[Data entries]

+++

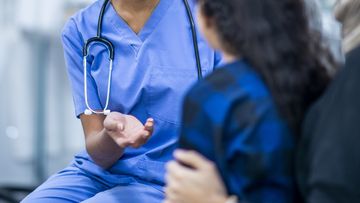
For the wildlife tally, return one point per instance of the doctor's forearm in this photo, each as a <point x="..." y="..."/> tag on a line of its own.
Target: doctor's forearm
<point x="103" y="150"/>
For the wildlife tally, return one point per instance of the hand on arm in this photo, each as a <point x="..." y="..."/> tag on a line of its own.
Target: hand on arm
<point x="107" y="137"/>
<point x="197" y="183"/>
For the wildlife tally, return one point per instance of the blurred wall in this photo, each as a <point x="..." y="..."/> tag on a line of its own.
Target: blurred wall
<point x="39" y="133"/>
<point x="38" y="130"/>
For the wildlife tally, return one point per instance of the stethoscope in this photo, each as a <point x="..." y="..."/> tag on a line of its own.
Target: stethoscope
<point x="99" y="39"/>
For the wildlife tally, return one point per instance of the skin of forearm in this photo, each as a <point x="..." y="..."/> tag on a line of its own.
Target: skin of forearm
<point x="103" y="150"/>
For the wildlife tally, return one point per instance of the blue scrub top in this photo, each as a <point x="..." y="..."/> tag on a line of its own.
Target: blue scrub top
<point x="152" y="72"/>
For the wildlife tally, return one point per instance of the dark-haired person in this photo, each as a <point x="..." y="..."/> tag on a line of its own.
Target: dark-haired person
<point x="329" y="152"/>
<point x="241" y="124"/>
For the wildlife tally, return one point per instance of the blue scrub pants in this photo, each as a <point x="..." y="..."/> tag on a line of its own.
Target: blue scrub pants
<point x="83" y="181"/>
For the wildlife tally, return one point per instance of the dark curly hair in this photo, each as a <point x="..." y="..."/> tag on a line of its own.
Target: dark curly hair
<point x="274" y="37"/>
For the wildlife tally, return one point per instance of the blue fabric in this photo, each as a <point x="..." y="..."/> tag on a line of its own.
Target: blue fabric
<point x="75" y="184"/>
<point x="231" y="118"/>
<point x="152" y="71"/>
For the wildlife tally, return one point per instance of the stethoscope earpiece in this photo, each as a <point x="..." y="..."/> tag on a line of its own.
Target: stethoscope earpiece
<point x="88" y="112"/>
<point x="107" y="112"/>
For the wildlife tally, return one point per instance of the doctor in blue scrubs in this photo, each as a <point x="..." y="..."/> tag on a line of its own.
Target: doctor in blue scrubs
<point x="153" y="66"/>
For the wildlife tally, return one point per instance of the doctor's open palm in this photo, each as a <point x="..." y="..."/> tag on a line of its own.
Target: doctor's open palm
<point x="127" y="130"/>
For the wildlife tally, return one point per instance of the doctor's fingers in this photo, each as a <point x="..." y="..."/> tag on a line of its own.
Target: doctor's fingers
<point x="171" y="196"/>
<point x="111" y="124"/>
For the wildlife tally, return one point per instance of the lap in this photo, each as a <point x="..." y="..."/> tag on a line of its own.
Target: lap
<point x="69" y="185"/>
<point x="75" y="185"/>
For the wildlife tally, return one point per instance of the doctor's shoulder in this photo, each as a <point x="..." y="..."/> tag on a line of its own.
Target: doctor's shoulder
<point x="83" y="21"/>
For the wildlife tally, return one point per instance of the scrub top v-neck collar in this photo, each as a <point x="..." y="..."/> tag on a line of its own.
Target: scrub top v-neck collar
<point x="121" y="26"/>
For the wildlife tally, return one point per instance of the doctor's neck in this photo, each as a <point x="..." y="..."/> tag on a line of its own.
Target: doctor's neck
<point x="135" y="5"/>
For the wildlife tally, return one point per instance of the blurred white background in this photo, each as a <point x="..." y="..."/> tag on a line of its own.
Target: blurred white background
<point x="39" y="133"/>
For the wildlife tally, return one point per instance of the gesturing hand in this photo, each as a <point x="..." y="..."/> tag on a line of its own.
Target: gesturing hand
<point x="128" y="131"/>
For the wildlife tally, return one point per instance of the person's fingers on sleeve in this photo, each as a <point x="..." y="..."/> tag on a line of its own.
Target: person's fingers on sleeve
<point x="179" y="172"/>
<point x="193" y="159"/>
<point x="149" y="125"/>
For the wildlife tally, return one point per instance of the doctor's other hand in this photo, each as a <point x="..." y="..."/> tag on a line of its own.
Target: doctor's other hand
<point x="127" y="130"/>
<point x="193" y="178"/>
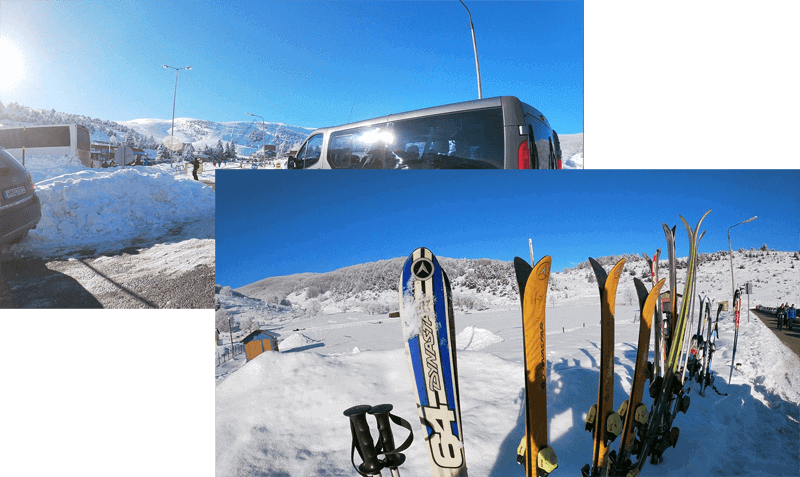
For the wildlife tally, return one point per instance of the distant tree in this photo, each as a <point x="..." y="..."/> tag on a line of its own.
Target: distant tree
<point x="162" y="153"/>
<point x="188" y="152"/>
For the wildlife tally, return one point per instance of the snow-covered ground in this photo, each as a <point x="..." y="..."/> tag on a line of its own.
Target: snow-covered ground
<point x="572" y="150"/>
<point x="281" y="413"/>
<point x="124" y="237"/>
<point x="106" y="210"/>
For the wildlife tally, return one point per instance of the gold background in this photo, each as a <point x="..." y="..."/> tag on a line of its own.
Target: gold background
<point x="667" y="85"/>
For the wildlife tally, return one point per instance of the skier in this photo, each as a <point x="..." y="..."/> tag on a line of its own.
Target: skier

+++

**Instructions for the task**
Every entry above should be duplicated exactly. Do not include the images.

**Output of the exercise**
For the wildlife tally, return one point per instance of the doctor's forearm in this photo, each as a <point x="..." y="..."/> tag on a line of its own.
Target: doctor's forearm
<point x="103" y="150"/>
For the wildlife tally, return one point per instance of the hand on arm in this photo, each as a <point x="..." y="..."/> tag on a line of its own.
Target: hand on arm
<point x="107" y="137"/>
<point x="197" y="183"/>
For the wildlife tally, return one point per instance of the blurred wall in this photo, each as a <point x="..." y="..."/> tag on a line of its own.
Target: blurred wall
<point x="39" y="133"/>
<point x="38" y="130"/>
For the wildlife tally, return one point per instance of the stethoscope in this photo, each as a <point x="..." y="..."/> tag on a line of its own.
Target: stethoscope
<point x="99" y="39"/>
For the wildlife tally, return one point per instance of the skin of forearm in this photo, each as a <point x="..." y="..."/> tag on a line of its own.
Target: skin of forearm
<point x="103" y="150"/>
For the wildlife tally, return one point per instance of the blue scrub top in this photo, each as a <point x="..." y="..."/> tag on a line of its own.
Target: blue scrub top
<point x="152" y="72"/>
For the wildlife tally, return one point per instance of the dark-haired person in this photo, each as a <point x="..." y="..."/> tag on a line of its own.
Target: dark-haired person
<point x="329" y="152"/>
<point x="241" y="124"/>
For the wildlife tally, return one point per instance of the blue scrub pants in this photo, each as a <point x="..." y="..."/> tag on a line of its own.
Target: blue scrub pants
<point x="83" y="181"/>
For the wildlife tally, return one point per instance of the dark curly hair in this photo, each as a <point x="..." y="..."/> tag on a line of its own.
Target: dark curly hair
<point x="274" y="37"/>
For the wildlife tally, return one point per instance of the blue fabric in this photo, each as a <point x="..." y="..."/> tag on a line of its own.
Target: blue fabric
<point x="75" y="184"/>
<point x="231" y="118"/>
<point x="152" y="71"/>
For the wildlife tally, return one point per instance of the stethoscope earpiece in this photo, each as a <point x="..." y="..."/> tag on a line of its own.
Target: stethoscope earpiece
<point x="88" y="112"/>
<point x="107" y="112"/>
For the wildlife tally, return one point per instance of the doctor in blue scrubs in this photo, each as a <point x="..." y="..."/> tag on a line of its own.
Target: doctor in blue scrubs
<point x="153" y="66"/>
For the wildlife tally, return one point per instance of the doctor's open palm in this photo, each as a <point x="..." y="..."/> tag on a line of its own.
Target: doctor's open palm
<point x="127" y="130"/>
For the wildlife tally, return one point per instance of the doctor's fingers in this photo, each as a <point x="..." y="..."/> tag on a line of its own.
Target: doctor's fingers
<point x="171" y="196"/>
<point x="111" y="124"/>
For the wildlife tally, return one point per instance of the lap in this photo, each as a <point x="..." y="..."/> tag on a line of its own.
Target: lap
<point x="69" y="185"/>
<point x="75" y="185"/>
For the wildlife tally, return one point per instance of the doctor's shoulder in this photo, each as a <point x="..." y="..."/> tag on a line of its own.
Target: doctor's shoulder
<point x="83" y="21"/>
For the wildlife tally, return one point per instance of the scrub top v-neck collar in this photo, each as a <point x="..." y="..."/> tag on a line of its own.
Target: scrub top v-neck collar
<point x="121" y="26"/>
For the wildlife tally, return one point per instance of the doctor's neck in this photo, each as a <point x="..." y="..."/> tag on a line of its own.
Target: doctor's neck
<point x="135" y="5"/>
For the wildlife tally, return one point per instance of the blurred white background in this photo, each as a <point x="..." y="..."/> tag on a line of its own.
Target: blurred white background
<point x="39" y="133"/>
For the wildlife tally, return one point per instance of the gesturing hand in this photo, each as a <point x="..." y="..."/> tag on a line of its own.
Target: gesturing hand
<point x="128" y="131"/>
For the wildlife tally, return one point per instance of the person's fingers on sleeve in this photo, each as a <point x="..." y="..."/> tag on a line of its own.
Target: person's fingers on sleeve
<point x="179" y="172"/>
<point x="193" y="159"/>
<point x="149" y="125"/>
For the wildlife tally, return one point per instance of the doctor's other hand in this photo, each as a <point x="..." y="..."/> tag on a line of its own.
Target: doctor's other hand
<point x="127" y="130"/>
<point x="193" y="178"/>
For the wildlife tally, return one point per instance of the distant tree in this photo, each as a <point x="..." y="..."/> tag on a line of its own.
Target: distant tree
<point x="162" y="153"/>
<point x="188" y="152"/>
For the wildlife tally, return one point per instance of the snow-covered ground in this photo, each as a <point x="..." y="..."/> tag on a line of its own.
Target: snow-covered ground
<point x="572" y="150"/>
<point x="281" y="413"/>
<point x="124" y="237"/>
<point x="106" y="210"/>
For the wildlife tally, return one point per instance of the gold background in this photo, each as a <point x="..." y="..."/> tag on a line of its own.
Target: gold background
<point x="667" y="85"/>
For the wildlife tally, return one point per instance of the skier in this photo, each as a <point x="..." y="..."/> tag on a line of its own.
Target: skier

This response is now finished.